**Work to do**
Reproduce the material from its beginning through the line containing "[[250, 102]]", inclusive, and leave out the pictures. Raise every coordinate in the answer points by 133, and keep all other lines and numbers unchanged.

**Pointing dataset excerpts**
══════════════════════════════
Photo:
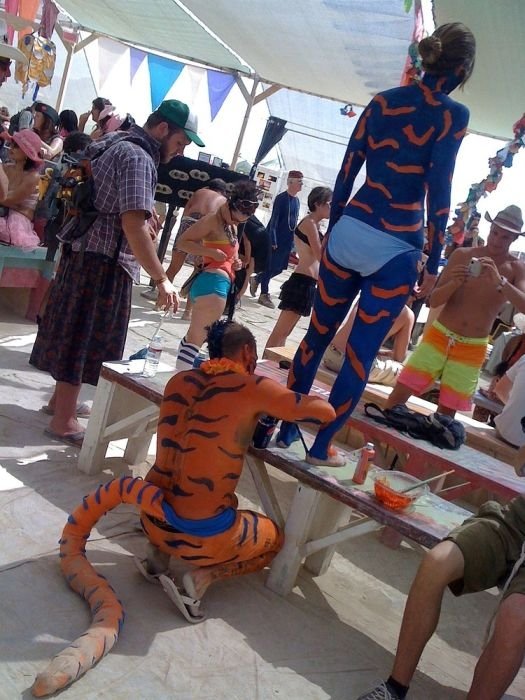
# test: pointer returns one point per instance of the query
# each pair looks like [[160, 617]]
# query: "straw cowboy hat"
[[6, 50], [519, 322], [509, 218], [29, 142]]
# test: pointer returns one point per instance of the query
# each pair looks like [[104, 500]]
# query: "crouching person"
[[486, 550], [207, 419]]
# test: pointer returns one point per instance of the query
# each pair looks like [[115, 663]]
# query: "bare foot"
[[196, 583], [65, 427]]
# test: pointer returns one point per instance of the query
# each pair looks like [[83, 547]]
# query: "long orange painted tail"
[[107, 610]]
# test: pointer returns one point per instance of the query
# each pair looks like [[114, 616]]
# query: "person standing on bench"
[[487, 550], [207, 419], [409, 137], [474, 285]]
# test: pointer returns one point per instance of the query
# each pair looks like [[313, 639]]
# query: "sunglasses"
[[245, 206]]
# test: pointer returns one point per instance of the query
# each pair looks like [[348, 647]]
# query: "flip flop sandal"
[[142, 566], [73, 439], [83, 410], [188, 606]]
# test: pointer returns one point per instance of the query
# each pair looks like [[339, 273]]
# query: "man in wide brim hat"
[[509, 219]]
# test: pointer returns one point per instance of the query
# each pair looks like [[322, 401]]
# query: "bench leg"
[[137, 448], [286, 565], [93, 451], [329, 517], [265, 490]]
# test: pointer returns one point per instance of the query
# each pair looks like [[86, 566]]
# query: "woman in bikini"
[[19, 191], [297, 293], [214, 237]]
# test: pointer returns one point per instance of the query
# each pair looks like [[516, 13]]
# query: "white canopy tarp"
[[346, 50]]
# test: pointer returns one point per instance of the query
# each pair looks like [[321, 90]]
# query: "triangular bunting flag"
[[109, 54], [135, 59], [163, 73], [219, 86]]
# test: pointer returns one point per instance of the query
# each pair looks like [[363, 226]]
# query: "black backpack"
[[437, 428], [77, 190]]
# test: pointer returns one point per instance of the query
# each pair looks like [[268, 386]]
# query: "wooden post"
[[250, 102]]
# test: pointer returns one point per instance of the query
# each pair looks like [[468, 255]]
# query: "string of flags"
[[347, 111], [467, 215]]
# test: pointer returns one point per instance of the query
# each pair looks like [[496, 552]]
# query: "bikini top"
[[230, 248], [29, 202], [304, 238]]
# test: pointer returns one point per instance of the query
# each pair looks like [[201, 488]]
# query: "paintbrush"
[[427, 481]]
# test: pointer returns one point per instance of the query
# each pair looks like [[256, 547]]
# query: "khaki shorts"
[[491, 543]]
══════════════════════════════
**Reply to the task**
Photo:
# test: pointer returns one point per instance of the query
# each pair looks like [[160, 617]]
# query: "straw cowboy hat"
[[139, 183], [652, 455], [642, 351], [162, 275]]
# test: pointer returns one point per instance of the query
# each pair looks like [[104, 500]]
# query: "crouching person"
[[619, 683], [340, 552]]
# test: pointer returns one point per instance of the query
# each pair looks like [[115, 663]]
# query: "bare foot"
[[329, 716], [198, 560]]
# test: pointer returns one point per instance of the query
# each pair looks like [[83, 547]]
# query: "long orange painted tail"
[[240, 743]]
# test: pointer returns one point per instance of the query
# each pair looks like [[114, 616]]
# query: "person standing on bench"
[[620, 683], [340, 552], [542, 270], [607, 418]]
# test: pointer returns one point per instance of the query
# each pair looks like [[313, 639]]
# query: "sunglasses"
[[378, 339]]
# test: pointer returns one point per instance of the query
# each pair looks like [[348, 647]]
# query: "flip flop sandal"
[[275, 699], [206, 572], [216, 543], [321, 739]]
# test: pointer returns one point per instance of the query
# each pair looks like [[339, 273]]
# query: "man in wide brim hat"
[[642, 352]]
# test: pointer returns one point per instance of the query
# each pair looks like [[322, 401]]
# query: "bench leg"
[[270, 581], [419, 698], [226, 584], [462, 650], [398, 623]]
# test: pointer returns one point per instance of the query
# each pair looks like [[86, 566]]
# query: "woman in bikini"
[[152, 324], [430, 426], [347, 370]]
# test: pointer returns one point per instance of the query
# each pair looks like [[516, 13]]
# query: "white canopy tarp"
[[479, 183]]
# test: pointer returns one point per instance of the query
# each pair looks like [[321, 90]]
# query: "triangular bunting flag"
[[242, 187], [268, 192], [296, 206], [352, 219]]
# test: pointer returns one point per instance of the query
# each pair looks like [[363, 226]]
# query: "black backpack"
[[570, 561], [210, 323]]
# test: pointer returns one point per instance of the query
# each pair looks like [[268, 386]]
# query: "wooden post"
[[383, 235]]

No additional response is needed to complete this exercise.